(Excerpt)
Law to protect the personal information of Canadians online


Canada’s Digital Privacy Act will protect consumers and businesses, children and seniors: The Digital Privacy Act, introduced today in Parliament, will provide new protections for Canadians when they surf the web and shop online. These changes to protect Canadians’ personal information are key elements of Digital Canada 150, a plan for Canada’s digital future.

The Digital Privacy Act will require organizations to inform consumers when their personal information has been lost or stolen—also referred to as a “data breach”—ensuring Canadians can act to protect themselves when they shop online. Companies that fail to do so, or that destroy these records, will face fines of up to $100,000.

The new measures also establish stronger rules to ensure that vulnerable Canadians, particularly children, fully understand the potential consequences when companies ask to collect and use their personal information. Companies will need to communicate these requests in clear and simple language for the target audience.

Changes will also be made to the way personal information is shared from one business to another. This includes vital information for financial institutions to detect financial abuse and attempts to defraud seniors or to communicate with the parents of an injured child.

The Privacy Commissioner of Canada will also have improved powers, making the Commissioner more flexible and effective in protecting the rights of Canadians in the changing digital world.

Quick facts

  • Protecting Canadians is one of five key principles under Digital Canada 150, a plan for Canada to take full advantage of the economic opportunities of the digital age.
  • Digital Canada 150 will ensure that Canadians can trust that their online transactions are secure, that we lead in protecting the online privacy of our citizens, and that families are safeguarded against cyberbullying and other online threats.
  • The Digital Privacy Act sets the rules for how private sector businesses collect, use and disclose personal information including name, age, employment records, medical files, income and more. This type of information is required by many companies and organizations to conduct their regular business.
(End Excerpt)
(Stored data)
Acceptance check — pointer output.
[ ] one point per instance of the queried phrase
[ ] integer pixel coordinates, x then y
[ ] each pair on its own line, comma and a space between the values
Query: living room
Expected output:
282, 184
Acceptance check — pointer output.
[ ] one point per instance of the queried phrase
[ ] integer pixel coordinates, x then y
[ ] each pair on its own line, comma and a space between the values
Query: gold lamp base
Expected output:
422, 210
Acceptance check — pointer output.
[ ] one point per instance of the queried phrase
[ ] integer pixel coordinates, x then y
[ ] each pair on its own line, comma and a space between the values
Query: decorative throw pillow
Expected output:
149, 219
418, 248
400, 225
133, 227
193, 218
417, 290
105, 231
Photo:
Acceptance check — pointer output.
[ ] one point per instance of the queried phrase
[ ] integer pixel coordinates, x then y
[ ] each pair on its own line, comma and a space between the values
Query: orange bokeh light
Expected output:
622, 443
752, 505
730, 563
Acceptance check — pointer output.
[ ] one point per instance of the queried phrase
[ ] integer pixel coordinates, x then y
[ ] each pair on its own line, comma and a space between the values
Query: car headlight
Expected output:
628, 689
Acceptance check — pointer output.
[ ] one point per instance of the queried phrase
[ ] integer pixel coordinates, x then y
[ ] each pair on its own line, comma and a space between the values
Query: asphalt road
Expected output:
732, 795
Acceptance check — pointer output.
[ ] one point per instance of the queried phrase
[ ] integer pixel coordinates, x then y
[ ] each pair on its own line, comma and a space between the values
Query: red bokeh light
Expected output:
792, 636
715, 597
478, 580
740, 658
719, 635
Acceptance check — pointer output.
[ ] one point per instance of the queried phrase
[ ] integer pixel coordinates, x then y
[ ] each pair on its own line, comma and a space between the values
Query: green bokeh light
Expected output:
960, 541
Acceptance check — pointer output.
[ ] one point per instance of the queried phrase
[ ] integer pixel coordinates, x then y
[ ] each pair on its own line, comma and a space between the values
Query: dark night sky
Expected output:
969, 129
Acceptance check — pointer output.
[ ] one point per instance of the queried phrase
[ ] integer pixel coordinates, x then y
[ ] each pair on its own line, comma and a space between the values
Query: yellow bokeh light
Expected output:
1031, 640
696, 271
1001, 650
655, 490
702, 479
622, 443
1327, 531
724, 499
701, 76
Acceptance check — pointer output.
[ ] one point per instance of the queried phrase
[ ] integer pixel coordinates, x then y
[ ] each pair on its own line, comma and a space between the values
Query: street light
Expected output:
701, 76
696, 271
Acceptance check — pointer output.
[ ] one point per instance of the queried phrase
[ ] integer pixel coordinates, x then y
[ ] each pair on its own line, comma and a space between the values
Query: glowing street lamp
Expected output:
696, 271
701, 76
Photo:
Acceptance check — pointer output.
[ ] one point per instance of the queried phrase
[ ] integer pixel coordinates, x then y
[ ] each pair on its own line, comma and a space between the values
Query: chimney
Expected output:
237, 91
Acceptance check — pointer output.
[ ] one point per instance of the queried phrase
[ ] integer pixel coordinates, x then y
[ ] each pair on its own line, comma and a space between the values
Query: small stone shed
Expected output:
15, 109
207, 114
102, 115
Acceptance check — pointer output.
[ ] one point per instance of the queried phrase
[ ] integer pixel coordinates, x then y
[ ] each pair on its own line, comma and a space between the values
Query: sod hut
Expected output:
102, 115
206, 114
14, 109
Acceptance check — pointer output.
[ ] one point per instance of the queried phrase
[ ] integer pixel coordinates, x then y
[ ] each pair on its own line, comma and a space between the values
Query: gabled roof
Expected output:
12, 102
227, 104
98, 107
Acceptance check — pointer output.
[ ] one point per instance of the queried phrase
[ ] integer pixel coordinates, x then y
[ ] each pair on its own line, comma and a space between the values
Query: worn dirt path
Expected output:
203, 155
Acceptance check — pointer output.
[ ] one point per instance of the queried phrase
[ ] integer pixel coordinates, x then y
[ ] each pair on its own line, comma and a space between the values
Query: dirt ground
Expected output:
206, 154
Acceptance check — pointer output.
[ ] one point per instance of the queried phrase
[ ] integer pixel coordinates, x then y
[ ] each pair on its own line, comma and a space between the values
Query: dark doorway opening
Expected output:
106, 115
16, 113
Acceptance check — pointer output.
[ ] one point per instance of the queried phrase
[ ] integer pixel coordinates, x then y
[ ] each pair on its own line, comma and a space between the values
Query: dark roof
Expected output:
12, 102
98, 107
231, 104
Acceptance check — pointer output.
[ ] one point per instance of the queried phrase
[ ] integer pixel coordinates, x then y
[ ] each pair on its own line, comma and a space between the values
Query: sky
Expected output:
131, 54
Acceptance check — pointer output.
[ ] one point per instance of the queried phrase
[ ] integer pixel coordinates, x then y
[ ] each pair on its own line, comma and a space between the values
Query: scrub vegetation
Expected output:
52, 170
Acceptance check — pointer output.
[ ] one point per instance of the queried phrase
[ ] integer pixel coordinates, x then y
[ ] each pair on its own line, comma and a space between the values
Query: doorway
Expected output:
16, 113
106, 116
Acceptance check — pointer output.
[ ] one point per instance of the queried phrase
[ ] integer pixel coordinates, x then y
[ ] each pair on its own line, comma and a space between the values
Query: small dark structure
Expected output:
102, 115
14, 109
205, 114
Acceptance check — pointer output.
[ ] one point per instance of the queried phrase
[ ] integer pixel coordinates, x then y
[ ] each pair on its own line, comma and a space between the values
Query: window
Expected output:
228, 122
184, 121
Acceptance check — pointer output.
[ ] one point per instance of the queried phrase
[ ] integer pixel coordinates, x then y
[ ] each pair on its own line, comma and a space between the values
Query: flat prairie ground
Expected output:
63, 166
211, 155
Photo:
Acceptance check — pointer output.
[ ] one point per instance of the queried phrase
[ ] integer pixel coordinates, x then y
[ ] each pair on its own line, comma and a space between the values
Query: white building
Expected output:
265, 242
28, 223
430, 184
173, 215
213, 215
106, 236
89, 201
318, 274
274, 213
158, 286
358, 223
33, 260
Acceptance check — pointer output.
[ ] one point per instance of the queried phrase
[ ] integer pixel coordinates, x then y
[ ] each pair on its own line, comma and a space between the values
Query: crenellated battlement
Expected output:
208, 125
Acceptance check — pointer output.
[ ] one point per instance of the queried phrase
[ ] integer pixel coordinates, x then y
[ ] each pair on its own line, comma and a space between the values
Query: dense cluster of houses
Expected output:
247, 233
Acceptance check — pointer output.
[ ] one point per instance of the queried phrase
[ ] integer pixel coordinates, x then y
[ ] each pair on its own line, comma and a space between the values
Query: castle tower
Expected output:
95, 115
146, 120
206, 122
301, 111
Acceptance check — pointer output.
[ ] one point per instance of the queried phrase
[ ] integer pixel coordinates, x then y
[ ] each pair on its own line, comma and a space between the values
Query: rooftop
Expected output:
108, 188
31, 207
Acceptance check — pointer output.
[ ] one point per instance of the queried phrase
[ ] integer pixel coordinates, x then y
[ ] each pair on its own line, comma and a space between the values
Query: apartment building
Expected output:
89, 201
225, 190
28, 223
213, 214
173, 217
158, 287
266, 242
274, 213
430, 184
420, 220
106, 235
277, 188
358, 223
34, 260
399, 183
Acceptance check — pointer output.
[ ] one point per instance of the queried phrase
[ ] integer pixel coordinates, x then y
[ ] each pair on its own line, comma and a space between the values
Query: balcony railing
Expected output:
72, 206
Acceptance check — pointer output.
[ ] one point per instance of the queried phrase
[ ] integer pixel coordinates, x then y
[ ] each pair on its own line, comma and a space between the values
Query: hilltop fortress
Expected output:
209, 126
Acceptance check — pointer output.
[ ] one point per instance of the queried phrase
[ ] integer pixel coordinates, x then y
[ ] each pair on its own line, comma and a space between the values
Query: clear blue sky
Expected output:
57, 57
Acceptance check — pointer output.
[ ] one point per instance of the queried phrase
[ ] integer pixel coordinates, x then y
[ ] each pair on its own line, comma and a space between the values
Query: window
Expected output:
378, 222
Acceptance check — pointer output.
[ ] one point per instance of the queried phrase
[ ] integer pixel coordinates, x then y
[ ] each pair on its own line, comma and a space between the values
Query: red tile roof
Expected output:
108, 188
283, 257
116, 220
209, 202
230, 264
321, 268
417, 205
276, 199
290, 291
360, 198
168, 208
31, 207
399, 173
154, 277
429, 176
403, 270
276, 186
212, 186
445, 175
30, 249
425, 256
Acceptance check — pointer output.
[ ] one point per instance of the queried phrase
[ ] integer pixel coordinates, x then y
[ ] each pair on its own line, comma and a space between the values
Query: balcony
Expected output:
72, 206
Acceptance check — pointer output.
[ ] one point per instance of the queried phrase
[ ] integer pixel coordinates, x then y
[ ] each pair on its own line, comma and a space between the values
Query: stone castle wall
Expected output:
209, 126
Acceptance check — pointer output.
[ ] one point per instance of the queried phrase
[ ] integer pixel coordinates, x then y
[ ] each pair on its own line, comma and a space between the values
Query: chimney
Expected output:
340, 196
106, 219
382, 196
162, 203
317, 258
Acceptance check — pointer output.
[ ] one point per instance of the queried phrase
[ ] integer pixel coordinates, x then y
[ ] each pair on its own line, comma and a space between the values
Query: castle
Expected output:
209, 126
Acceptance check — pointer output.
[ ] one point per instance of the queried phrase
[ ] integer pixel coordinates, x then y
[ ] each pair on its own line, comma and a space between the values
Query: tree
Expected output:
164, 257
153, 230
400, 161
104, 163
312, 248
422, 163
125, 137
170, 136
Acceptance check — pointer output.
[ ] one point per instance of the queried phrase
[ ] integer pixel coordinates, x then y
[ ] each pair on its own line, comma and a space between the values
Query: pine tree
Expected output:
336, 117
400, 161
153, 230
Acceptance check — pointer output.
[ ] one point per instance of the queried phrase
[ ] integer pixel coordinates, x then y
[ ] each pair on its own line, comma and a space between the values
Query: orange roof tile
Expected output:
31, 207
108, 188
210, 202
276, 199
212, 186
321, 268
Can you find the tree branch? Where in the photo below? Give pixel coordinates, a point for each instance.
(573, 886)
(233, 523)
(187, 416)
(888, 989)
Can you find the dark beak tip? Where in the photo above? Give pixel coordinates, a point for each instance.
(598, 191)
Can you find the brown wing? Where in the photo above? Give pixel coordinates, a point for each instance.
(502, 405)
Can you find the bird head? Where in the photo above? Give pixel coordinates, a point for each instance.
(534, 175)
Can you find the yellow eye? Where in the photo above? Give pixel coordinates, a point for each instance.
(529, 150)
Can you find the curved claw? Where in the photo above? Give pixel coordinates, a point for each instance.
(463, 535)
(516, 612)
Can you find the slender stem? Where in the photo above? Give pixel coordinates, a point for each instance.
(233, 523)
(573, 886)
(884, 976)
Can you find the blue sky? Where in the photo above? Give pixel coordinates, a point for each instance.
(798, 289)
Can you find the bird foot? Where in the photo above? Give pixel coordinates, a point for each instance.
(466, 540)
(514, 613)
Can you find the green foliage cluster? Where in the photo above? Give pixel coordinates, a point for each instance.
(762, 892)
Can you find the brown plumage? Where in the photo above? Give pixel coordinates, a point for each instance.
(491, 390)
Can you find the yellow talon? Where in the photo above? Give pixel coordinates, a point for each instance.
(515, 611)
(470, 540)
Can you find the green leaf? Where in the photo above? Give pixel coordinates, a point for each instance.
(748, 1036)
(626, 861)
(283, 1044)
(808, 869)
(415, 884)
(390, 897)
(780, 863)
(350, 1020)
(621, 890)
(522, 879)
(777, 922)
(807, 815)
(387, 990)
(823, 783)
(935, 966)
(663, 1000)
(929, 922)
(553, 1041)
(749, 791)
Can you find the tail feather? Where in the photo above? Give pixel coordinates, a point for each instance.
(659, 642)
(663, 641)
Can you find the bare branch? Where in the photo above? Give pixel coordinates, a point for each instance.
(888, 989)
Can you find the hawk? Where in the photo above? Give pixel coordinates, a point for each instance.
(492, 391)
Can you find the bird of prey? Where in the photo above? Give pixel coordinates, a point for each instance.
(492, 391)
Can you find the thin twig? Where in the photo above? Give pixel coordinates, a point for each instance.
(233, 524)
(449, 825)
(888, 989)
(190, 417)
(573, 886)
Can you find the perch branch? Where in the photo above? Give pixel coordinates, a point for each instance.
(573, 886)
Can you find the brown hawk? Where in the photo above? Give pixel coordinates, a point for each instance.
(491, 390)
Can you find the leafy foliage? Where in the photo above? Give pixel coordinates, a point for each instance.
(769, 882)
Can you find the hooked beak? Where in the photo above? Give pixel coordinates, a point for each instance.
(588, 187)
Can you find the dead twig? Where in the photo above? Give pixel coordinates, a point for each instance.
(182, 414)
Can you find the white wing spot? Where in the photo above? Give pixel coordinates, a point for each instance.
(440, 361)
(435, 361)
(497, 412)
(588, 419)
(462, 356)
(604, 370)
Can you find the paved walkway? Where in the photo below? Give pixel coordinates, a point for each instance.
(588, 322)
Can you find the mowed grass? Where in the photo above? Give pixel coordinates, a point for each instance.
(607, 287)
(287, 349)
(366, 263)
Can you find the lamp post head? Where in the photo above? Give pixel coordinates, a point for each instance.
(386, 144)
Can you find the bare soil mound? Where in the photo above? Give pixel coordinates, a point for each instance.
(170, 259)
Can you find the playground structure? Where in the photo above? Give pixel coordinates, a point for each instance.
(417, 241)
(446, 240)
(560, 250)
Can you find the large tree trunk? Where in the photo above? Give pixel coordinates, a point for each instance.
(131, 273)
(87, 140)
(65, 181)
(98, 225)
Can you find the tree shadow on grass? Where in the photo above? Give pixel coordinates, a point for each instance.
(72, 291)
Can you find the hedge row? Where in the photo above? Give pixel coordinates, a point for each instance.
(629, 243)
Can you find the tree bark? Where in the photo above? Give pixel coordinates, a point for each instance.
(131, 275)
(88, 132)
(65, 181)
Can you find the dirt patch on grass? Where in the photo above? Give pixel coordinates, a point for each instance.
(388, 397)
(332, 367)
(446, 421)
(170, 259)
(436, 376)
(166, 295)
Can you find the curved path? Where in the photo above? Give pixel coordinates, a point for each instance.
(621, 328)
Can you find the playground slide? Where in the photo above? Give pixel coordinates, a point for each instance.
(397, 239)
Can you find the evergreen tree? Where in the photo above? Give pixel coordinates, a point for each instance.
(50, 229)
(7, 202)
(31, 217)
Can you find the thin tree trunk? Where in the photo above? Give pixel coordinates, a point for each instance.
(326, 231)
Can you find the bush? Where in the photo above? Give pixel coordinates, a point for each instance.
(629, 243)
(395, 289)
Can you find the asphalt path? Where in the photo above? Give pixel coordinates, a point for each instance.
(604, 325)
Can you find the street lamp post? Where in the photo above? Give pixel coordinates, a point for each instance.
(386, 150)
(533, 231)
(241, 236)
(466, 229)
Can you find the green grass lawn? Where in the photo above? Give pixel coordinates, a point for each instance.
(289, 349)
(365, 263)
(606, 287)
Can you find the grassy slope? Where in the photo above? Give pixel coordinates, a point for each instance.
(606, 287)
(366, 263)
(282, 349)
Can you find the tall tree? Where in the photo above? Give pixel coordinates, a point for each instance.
(End Stored data)
Explore the material:
1. According to the article on the Digital Privacy Act, what is the maximum fine for companies that fail to tell consumers about a data breach or that destroy those records?
2. Copy the passage of the article on the Digital Privacy Act starting with "Changes will also" and going on through "an injured child.".
None of the rows are needed for this work.

Results for each task:
1. Fines of up to $100,000.

2.
Changes will also be made to the way personal information is shared from one business to another. This includes vital information for financial institutions to detect financial abuse and attempts to defraud seniors or to communicate with the parents of an injured child.